**Given exercise**
Retype the listing below word for word, leaving out none of its lines.

**Data records**

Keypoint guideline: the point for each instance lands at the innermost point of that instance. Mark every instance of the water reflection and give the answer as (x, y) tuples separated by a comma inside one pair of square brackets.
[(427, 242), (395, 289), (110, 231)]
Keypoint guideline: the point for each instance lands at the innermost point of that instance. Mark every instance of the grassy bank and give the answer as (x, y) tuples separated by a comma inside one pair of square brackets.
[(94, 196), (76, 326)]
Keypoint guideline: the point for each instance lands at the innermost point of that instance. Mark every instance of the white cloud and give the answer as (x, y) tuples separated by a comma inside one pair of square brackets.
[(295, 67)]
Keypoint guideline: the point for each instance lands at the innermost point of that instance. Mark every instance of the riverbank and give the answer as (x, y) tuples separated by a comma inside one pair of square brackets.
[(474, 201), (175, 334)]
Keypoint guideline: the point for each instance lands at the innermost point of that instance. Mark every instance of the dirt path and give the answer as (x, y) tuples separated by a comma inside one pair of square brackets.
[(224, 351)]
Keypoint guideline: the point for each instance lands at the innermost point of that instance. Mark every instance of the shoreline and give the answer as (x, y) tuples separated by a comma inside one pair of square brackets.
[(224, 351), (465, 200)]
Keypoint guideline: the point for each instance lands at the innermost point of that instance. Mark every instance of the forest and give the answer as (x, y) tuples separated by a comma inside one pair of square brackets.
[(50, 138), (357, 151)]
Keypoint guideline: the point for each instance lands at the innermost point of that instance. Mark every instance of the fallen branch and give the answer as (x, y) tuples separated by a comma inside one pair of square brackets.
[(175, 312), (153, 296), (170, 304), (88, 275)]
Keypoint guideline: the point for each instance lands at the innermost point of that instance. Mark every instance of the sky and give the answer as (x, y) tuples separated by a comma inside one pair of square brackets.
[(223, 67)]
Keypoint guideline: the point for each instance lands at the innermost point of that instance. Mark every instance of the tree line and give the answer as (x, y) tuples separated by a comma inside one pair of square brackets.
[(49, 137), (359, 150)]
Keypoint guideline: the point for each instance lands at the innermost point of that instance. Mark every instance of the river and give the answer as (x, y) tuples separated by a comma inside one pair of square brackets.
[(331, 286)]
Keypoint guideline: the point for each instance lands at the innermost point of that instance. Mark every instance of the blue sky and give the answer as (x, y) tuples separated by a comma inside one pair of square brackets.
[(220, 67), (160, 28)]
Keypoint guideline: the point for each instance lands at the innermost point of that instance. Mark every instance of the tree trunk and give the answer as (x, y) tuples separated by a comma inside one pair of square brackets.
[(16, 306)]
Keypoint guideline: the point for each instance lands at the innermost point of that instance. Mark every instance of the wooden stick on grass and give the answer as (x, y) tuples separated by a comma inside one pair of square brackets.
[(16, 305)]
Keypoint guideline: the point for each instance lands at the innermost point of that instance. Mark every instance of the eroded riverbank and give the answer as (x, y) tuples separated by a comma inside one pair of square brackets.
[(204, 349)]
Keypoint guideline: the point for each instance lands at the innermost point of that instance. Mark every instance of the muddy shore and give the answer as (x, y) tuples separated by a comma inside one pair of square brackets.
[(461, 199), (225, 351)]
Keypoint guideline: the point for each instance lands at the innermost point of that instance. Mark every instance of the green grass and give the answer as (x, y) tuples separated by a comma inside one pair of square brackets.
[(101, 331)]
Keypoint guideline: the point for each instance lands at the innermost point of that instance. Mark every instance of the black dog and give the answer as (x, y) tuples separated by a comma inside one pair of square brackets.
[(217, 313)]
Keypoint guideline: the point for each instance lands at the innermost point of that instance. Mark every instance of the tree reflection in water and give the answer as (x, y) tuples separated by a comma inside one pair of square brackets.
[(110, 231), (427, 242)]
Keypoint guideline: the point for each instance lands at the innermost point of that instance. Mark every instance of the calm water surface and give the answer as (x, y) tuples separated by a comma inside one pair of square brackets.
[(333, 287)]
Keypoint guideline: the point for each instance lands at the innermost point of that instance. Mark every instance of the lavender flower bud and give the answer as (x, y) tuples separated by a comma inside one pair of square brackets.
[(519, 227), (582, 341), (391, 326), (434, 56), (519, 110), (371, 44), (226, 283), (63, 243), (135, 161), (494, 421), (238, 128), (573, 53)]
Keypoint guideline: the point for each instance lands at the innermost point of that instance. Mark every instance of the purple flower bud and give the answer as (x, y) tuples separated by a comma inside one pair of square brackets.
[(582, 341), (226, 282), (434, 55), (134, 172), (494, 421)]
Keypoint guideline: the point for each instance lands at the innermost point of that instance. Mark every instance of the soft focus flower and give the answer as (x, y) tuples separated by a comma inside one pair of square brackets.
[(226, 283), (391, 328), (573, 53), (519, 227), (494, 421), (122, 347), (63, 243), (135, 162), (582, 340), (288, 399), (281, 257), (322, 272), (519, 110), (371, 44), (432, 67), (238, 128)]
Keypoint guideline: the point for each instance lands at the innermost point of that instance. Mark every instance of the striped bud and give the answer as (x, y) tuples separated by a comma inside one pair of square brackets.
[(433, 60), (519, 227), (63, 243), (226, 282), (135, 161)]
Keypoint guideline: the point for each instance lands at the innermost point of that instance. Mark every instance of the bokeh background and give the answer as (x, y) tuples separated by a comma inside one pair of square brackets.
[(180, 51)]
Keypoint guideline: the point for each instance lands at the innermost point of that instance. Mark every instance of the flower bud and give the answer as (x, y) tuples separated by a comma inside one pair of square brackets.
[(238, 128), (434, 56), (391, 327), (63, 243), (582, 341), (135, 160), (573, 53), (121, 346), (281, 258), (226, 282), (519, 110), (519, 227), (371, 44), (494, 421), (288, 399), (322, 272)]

**Result of this exercise**
Keypoint guideline: the point for each instance lands at the innermost point of that instance. Mark every instance of the water reflection and give the answer as (x, y) tuples separated by a comma inside one pair of square brackets.
[(427, 242), (395, 289), (110, 231)]
Keypoint guideline: the point for each instance lands at the innermost point of that instance. Mark every instance of the grassy bank and give the answer as (x, y) tuples separated by a comma inside one pair of square brackets.
[(94, 196), (76, 326)]
Keypoint guideline: the point for each instance lands at the innermost point of that instance. Mark every instance of the white cloud and give the answer as (x, y) tuples separated by a comma inside one pair of square brackets.
[(295, 67)]
Keypoint guideline: the point for each instance lands at the innermost point of that instance. Mark every instance of the riverbank and give the answer as (x, y) tuples separated by a comma inside one pair of square brackets.
[(474, 201), (175, 334)]
Keypoint guideline: the point for each instance lands at the innermost point of that instance. Mark every instance of the dirt path and give the answer as (x, y) tuples separated by a comma inside one pair of square brackets.
[(224, 351)]
Keypoint guideline: the point for each instance lands at the innermost point of that instance. Mark every instance of the shoreline and give the answer as (x, y) tuples separated by a comma inside one pair of square brackets.
[(224, 351), (465, 200)]
Keypoint guideline: the point for each instance lands at the innermost point of that instance. Mark every instance of the forest and give the answer as (x, y) tuples separated by a comma inside one pair of square brackets.
[(50, 138), (357, 151)]
Keypoint guideline: the point for each instance lands at the innermost point of that instance. Mark every instance of the fallen branch and give the answer as (x, y) tuples separated by a comma inside one pair of square brackets.
[(175, 312), (153, 296), (170, 304), (88, 275)]
Keypoint guideline: the point for each instance lands at the innermost point of that instance. Mark every instance of the sky and give the answer as (x, y) tuples separated by a comma inside one pair of square brackets.
[(223, 67)]
Keypoint guideline: the point for each instance lands at the innermost point of that instance. Mark every instance of the tree line and give the answer as (x, y) tuples separated by a comma inside one pair of square brackets.
[(49, 137), (359, 150)]
Keypoint guideline: the point for each instance lands at the innermost point of that instance. Mark every instance of the river and give the answer as (x, y) tuples separated by a comma inside one pair of square brackets.
[(331, 286)]
Keypoint guideline: the point for each instance lands at the innermost point of that instance. Mark every instance of the blue sky and give the answer as (x, y) tuples separated by a comma inside one pair of square brackets.
[(220, 67), (160, 28)]
Keypoint guideline: the point for each instance lands at the innermost point of that instance. Mark every instance of the tree trunk and give the answer as (x, y) tuples separated by a comma inside one pair of square brackets.
[(16, 306)]
Keypoint guideline: the point for each instance lands at the innermost point of that instance. Mark every instance of the wooden stick on grass and give the answer as (x, y) tuples separated by a comma inside one pair of square brackets.
[(16, 305)]
Keypoint guideline: the point for each instance lands at the innermost point of that instance. Mark every instance of the eroded riverbank and give the answer as (x, y) tuples separated by a comma inside one pair of square brackets.
[(204, 349)]
Keypoint guideline: the point for each instance lands at the innermost point of that instance. Mark every instance of the muddy shore and give the answer as (x, y) tuples separated by a comma inside one pair of square brackets.
[(461, 199), (225, 351)]
Keypoint guideline: the point for each instance lands at the innermost point of that instance. Mark every instance of the green grass and give the answer as (x, y) tuples separated by a comma inside one pair of square brackets.
[(101, 331)]
Keypoint guideline: the point for each instance lands at the innermost point of that instance. Mark every instance of the black dog and give the answer as (x, y) tuples separated by a comma inside one pair of square brackets.
[(217, 313)]
Keypoint guideline: the point for each instance lands at the innermost point of that instance. Mark every instance of the tree reflection in water and give the answer as (x, y) tuples separated by a comma inside one pair of square brackets.
[(110, 231), (427, 242)]
Keypoint guideline: the point for each instance lands at the innermost point of that instance. Mark every instance of the calm water surface and give the answer as (x, y) tuples separated by a comma inside one pair of square brackets.
[(333, 287)]
Keypoint guideline: the point for each instance lands at the innermost point of that instance. Mark every instance of the lavender flower bud and give the answer as (x, y) tuples separated by a comma inside one pair of square brackets.
[(519, 227), (582, 341), (391, 326), (434, 56), (519, 110), (371, 44), (226, 283), (63, 243), (135, 161), (494, 421), (238, 128), (573, 53)]
Keypoint guideline: the point for each instance lands at the innermost point of that instance. Mark every instance of the purple flower bud and give the answer as (x, y) tuples separated by a comma inside one pair of square brackets.
[(582, 341), (226, 282), (434, 55), (134, 172), (494, 421)]
Keypoint guideline: the point for each instance lands at the innermost point of that instance. Mark every instance of the soft focus flower and give the answer as (x, y) tuples separated by a comma inside one pair of square brackets.
[(226, 283), (391, 328), (573, 53), (519, 227), (494, 421), (122, 347), (63, 243), (135, 162), (582, 340), (288, 399), (281, 257), (322, 272), (519, 110), (371, 44), (432, 67), (238, 128)]
Keypoint guideline: the point for each instance lands at the innermost point of that instance. Mark every instance of the striped bud and give the answer as (x, y) tuples separated by a comma inside one pair of square brackets.
[(433, 60), (519, 227), (63, 243), (226, 282), (135, 161)]
Keypoint guideline: the point for each instance lands at the innermost point of that instance. Mark every instance of the bokeh background and give the answer as (x, y) tuples separated by a comma inside one pair of square brackets.
[(180, 51)]
Keypoint guideline: the point for each instance lands at the innermost point of that instance. Mark every instance of the flower bud and give the answer as (x, y) tuples separated by a comma inside one pair of square brackets.
[(238, 128), (434, 56), (391, 327), (63, 243), (582, 341), (135, 160), (573, 53), (121, 346), (281, 258), (226, 282), (519, 110), (519, 227), (371, 44), (494, 421), (288, 399), (322, 272)]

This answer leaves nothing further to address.